Exercise requirements => Read the lines below. Copy out any that hold the string "split".
"""
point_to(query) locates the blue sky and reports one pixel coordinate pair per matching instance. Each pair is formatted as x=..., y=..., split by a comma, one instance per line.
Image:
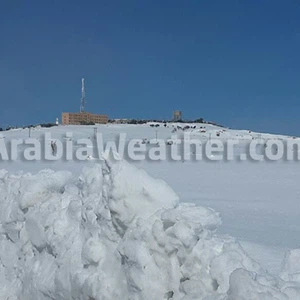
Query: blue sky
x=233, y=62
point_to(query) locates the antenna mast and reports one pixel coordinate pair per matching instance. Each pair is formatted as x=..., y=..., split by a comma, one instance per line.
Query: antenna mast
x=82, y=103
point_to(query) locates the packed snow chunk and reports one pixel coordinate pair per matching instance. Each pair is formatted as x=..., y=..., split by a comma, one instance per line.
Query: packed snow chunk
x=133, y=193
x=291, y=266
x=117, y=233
"""
"""
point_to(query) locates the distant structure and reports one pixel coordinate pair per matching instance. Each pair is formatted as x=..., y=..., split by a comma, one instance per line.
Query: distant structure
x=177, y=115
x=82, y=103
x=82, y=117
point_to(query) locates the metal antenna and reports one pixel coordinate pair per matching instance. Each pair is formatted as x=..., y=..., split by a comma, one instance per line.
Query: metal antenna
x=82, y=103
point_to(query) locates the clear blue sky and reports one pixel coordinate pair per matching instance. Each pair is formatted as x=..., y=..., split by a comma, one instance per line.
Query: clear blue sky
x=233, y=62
"""
Final answer =>
point_to(query) locates the blue sky and reports one pixel coordinate pair per matching instance. Each pair is formatted as x=..., y=..., split by a comma, one instance per line.
point_to(query) locates the antenna mast and reports one pixel coordinate pair per matching instance. Each pair is formatted as x=..., y=..., split by a comma, one instance per line.
point_to(query) locates the packed snow chunk and reports one pixel coordinate pair per matching instance. Each pair is formatted as x=..., y=..., split by a comma, one instance per line.
point_to(query) locates the distant structure and reports one pixel coordinate pair per matching instance. Each pair is formatted as x=..., y=..., split by a comma, one instance per line.
point_to(query) locates the metal antenna and reports one pixel coordinate pair per matching instance. Each pair is formatted as x=..., y=..., split by a comma, one instance per line.
point_to(query) locates the clear blue sky and reports one pixel coordinate pair per matching instance. Each pair is formatted as x=..., y=..., split by a comma, one instance per line.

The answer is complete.